▶ Supplied data:
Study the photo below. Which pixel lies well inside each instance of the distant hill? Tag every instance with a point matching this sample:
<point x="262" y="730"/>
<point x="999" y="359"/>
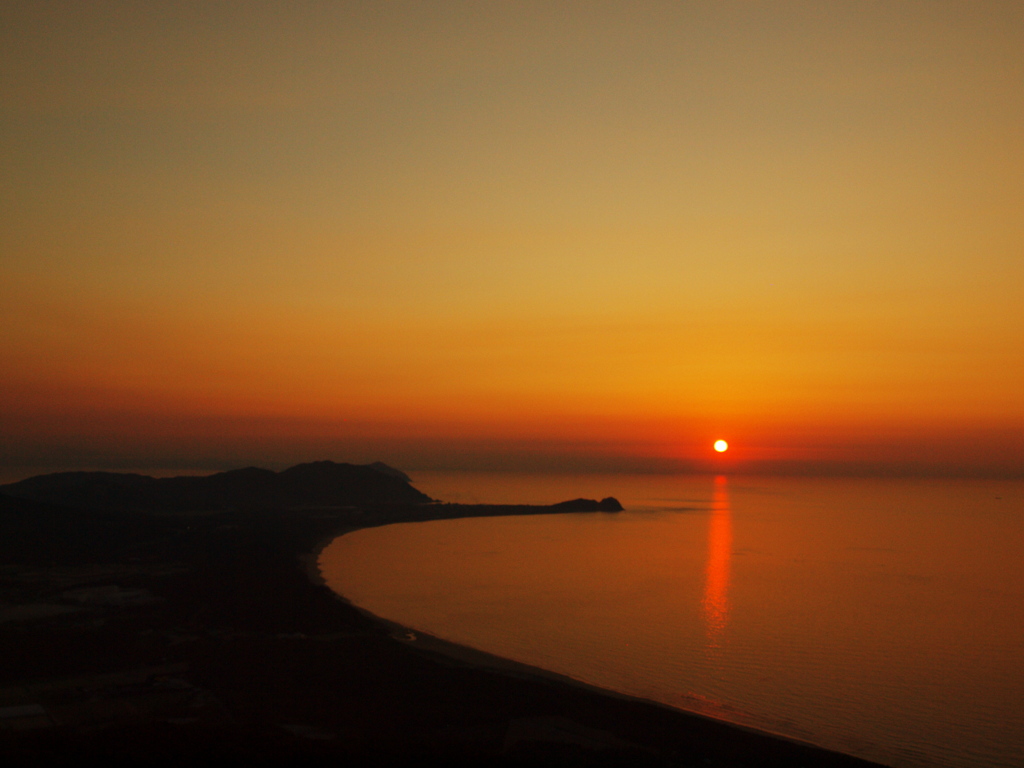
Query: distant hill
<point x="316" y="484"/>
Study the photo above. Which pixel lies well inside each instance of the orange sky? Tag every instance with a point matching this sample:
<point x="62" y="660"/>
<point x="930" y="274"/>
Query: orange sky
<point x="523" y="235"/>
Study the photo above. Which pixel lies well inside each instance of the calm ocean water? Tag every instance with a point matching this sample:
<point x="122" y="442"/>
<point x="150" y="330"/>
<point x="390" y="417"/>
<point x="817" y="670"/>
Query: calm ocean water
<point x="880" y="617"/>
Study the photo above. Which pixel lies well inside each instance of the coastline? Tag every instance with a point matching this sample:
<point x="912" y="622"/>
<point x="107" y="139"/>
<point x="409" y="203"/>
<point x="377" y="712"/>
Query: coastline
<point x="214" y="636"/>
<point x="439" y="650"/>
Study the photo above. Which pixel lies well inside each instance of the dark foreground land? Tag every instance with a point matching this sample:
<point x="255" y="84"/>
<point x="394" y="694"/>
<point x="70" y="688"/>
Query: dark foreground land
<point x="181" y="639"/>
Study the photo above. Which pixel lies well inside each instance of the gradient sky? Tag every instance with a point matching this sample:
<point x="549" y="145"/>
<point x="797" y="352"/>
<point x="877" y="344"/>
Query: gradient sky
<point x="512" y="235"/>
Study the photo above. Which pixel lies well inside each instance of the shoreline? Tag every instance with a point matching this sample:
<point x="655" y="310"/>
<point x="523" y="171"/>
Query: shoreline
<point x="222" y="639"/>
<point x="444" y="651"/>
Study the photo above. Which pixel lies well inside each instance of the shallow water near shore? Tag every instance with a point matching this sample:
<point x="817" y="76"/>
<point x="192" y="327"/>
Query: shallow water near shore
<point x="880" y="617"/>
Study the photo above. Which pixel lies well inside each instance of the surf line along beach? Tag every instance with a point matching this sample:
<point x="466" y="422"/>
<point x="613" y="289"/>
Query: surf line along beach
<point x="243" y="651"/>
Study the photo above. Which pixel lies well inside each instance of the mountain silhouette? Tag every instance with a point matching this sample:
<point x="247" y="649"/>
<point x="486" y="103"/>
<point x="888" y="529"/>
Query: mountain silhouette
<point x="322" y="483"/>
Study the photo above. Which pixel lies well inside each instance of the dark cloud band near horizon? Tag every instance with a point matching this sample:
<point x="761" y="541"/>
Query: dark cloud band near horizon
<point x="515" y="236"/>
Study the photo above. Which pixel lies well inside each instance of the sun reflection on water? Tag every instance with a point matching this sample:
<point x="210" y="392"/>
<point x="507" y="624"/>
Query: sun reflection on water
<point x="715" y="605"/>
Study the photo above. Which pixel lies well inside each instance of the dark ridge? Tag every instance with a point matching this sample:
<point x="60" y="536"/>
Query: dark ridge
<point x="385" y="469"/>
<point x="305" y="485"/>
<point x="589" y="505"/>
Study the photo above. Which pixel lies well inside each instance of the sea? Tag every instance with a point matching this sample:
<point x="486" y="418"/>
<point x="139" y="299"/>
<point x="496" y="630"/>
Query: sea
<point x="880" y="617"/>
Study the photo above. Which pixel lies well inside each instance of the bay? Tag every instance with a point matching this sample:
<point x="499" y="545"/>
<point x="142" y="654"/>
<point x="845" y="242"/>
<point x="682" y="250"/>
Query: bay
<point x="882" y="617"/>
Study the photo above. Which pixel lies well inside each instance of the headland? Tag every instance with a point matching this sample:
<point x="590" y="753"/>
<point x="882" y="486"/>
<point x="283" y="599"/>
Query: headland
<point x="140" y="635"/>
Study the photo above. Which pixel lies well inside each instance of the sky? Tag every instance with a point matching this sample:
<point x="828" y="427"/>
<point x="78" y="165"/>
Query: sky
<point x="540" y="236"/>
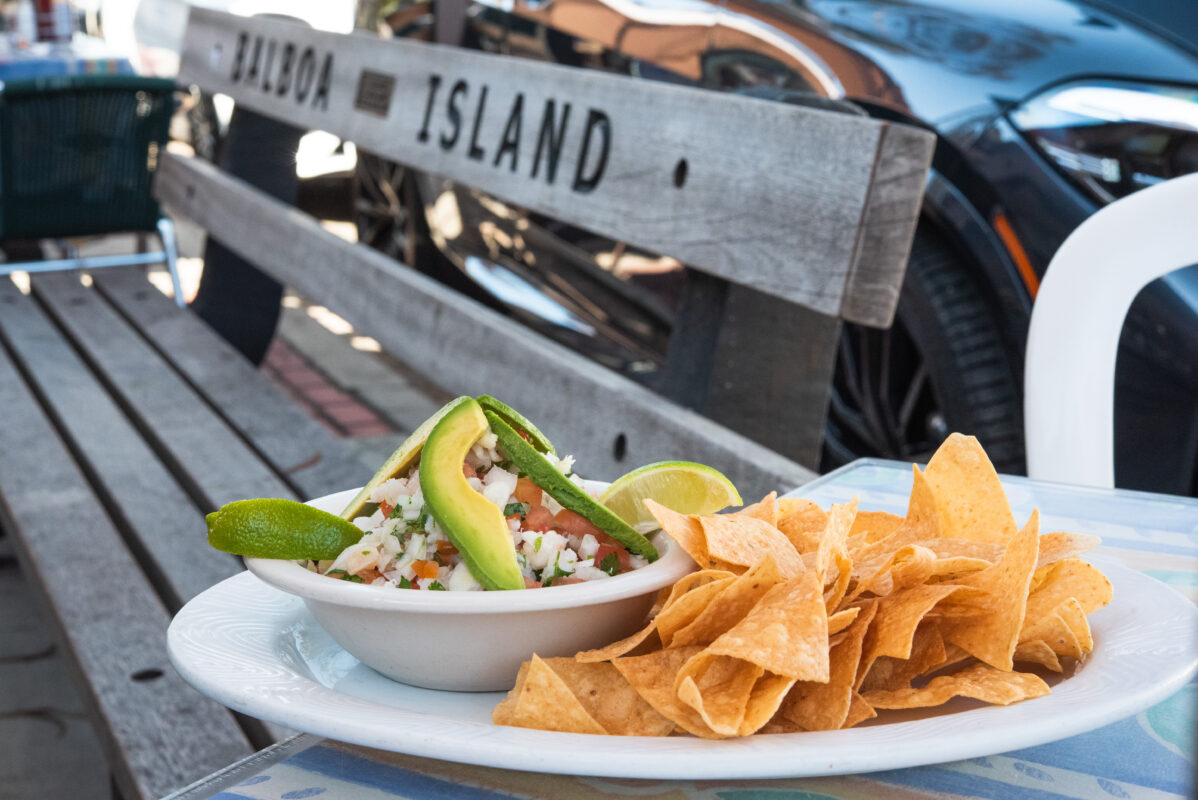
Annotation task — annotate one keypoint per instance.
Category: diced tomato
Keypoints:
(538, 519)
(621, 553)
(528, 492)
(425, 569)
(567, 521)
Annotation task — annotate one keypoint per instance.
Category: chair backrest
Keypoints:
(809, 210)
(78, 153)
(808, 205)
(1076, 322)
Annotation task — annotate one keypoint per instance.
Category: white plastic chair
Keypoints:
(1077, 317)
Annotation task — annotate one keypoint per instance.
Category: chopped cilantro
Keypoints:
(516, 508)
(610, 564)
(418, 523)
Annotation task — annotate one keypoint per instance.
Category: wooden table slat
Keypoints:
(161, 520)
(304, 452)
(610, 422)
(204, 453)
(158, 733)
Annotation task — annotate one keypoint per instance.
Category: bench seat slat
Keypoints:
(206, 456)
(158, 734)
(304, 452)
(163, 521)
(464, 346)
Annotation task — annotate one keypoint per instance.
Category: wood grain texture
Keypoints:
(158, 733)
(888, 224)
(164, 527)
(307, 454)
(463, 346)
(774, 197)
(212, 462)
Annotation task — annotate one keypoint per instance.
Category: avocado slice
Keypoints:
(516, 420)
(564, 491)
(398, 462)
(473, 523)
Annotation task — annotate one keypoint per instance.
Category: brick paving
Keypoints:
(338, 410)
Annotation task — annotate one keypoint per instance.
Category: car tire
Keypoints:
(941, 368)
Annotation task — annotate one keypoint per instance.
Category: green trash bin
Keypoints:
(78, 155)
==
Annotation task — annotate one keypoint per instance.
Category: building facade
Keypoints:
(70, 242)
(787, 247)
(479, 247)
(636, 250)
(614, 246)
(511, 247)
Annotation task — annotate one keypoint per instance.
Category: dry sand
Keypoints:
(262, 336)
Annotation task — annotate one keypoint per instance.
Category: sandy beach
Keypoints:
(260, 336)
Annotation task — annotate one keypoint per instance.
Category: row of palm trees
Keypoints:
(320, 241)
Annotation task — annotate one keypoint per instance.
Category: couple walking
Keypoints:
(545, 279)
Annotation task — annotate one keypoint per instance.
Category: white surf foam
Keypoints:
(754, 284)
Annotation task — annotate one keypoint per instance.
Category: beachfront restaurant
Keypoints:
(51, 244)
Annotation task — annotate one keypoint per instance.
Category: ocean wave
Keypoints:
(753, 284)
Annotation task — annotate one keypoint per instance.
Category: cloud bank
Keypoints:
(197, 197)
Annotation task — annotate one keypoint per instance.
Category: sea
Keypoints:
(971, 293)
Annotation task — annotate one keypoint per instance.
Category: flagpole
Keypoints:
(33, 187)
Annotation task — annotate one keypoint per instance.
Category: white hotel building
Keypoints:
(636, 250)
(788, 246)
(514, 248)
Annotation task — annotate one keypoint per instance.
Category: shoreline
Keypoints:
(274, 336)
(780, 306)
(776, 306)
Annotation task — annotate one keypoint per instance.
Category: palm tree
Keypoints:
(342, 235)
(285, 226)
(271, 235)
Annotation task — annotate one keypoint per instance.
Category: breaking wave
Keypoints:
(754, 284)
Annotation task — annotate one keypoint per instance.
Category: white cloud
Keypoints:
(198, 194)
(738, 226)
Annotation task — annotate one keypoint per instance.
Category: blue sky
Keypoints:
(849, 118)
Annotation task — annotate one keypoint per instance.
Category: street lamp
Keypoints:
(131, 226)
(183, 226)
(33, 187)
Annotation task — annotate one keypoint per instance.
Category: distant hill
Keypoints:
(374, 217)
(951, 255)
* * *
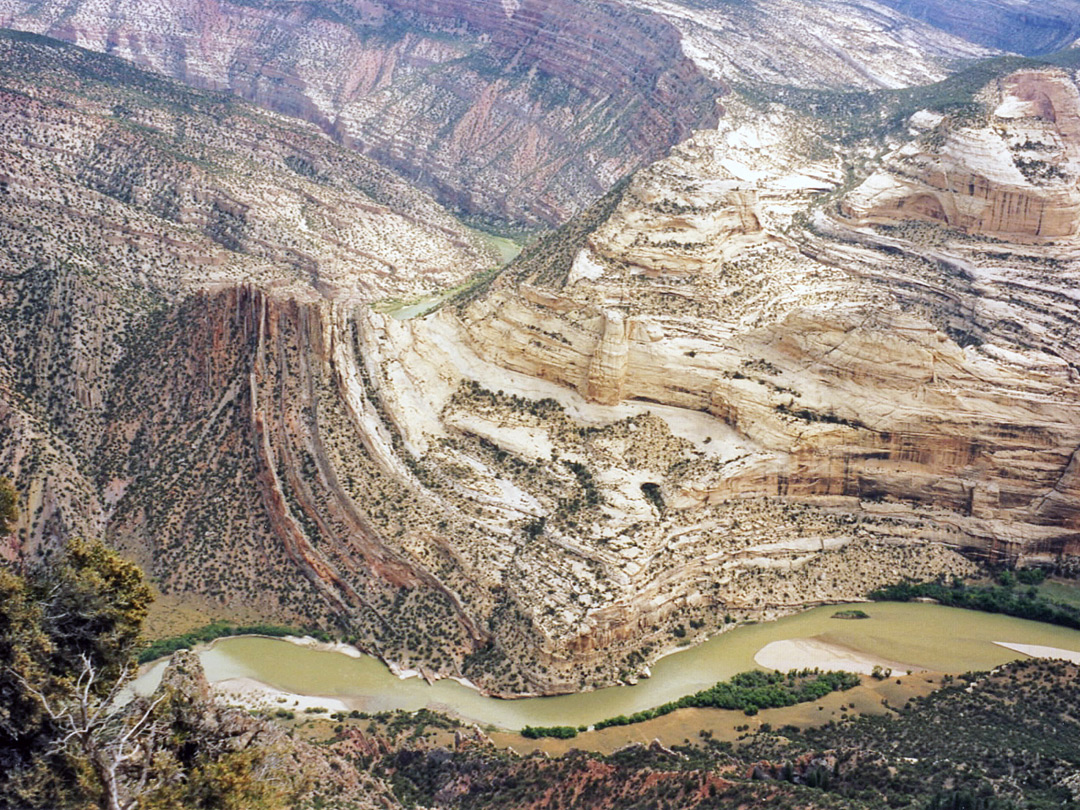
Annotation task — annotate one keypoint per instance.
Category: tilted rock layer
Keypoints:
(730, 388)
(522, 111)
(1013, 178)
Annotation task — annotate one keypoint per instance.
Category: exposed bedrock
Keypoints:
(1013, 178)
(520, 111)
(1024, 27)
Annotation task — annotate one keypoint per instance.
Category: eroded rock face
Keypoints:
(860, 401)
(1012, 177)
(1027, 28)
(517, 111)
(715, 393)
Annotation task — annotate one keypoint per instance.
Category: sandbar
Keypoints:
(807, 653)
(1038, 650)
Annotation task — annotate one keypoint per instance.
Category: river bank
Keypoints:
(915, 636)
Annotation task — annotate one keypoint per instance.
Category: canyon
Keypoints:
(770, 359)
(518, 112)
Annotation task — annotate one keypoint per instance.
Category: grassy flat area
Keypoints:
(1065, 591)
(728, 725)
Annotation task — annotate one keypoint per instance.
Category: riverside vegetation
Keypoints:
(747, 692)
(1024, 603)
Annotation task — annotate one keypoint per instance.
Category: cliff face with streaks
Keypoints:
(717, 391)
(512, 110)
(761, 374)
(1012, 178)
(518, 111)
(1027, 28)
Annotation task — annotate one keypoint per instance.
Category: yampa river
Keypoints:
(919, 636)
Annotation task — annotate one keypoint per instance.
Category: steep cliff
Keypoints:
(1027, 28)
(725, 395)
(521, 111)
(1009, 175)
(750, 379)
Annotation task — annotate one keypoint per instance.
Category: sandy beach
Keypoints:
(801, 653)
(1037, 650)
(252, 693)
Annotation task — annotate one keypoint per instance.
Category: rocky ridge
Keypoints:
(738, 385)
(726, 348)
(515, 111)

▶ Task brief:
Recast the rows starting at the line that contains "of the sea?" and ending at the line that contains "(1076, 322)" as a JSON list of strings, one string per line, with blank lines left out. Leave the pictures out of the list.

▶ The completed task:
[
  "Study the photo above. Which pixel lies well inside each instance of the sea? Tag every instance with a point matching this sample:",
  "<point x=\"486\" y=\"418\"/>",
  "<point x=\"139\" y=\"299\"/>",
  "<point x=\"496\" y=\"630\"/>",
  "Query: sea",
  "<point x=\"880\" y=\"617\"/>",
  "Study the photo above. Which pixel lies well inside each instance of the bay? Tag every instance with a point matching this sample:",
  "<point x=\"499\" y=\"545\"/>",
  "<point x=\"142\" y=\"654\"/>",
  "<point x=\"845\" y=\"242\"/>",
  "<point x=\"682\" y=\"250\"/>",
  "Query: bay",
  "<point x=\"882\" y=\"617\"/>",
  "Study the photo above. Which pixel lies well inside each instance of the headland? Tag every instance with a point matching this sample:",
  "<point x=\"590\" y=\"753\"/>",
  "<point x=\"882\" y=\"486\"/>",
  "<point x=\"283\" y=\"599\"/>",
  "Query: headland",
  "<point x=\"140\" y=\"635\"/>",
  "Study the photo above. Which pixel lies well inside each instance of the sky? Tag every instance with a point matching this sample:",
  "<point x=\"828\" y=\"427\"/>",
  "<point x=\"78\" y=\"165\"/>",
  "Query: sky",
  "<point x=\"540\" y=\"236\"/>",
  "Annotation task — annotate one keypoint per instance.",
  "Category: diced tomato",
  "Keypoints:",
  "(538, 519)",
  "(621, 553)",
  "(528, 492)",
  "(425, 569)",
  "(567, 521)",
  "Annotation task — annotate one keypoint per instance.",
  "Category: chair backrest",
  "Keypoints:",
  "(809, 210)",
  "(78, 153)",
  "(808, 205)",
  "(1076, 322)"
]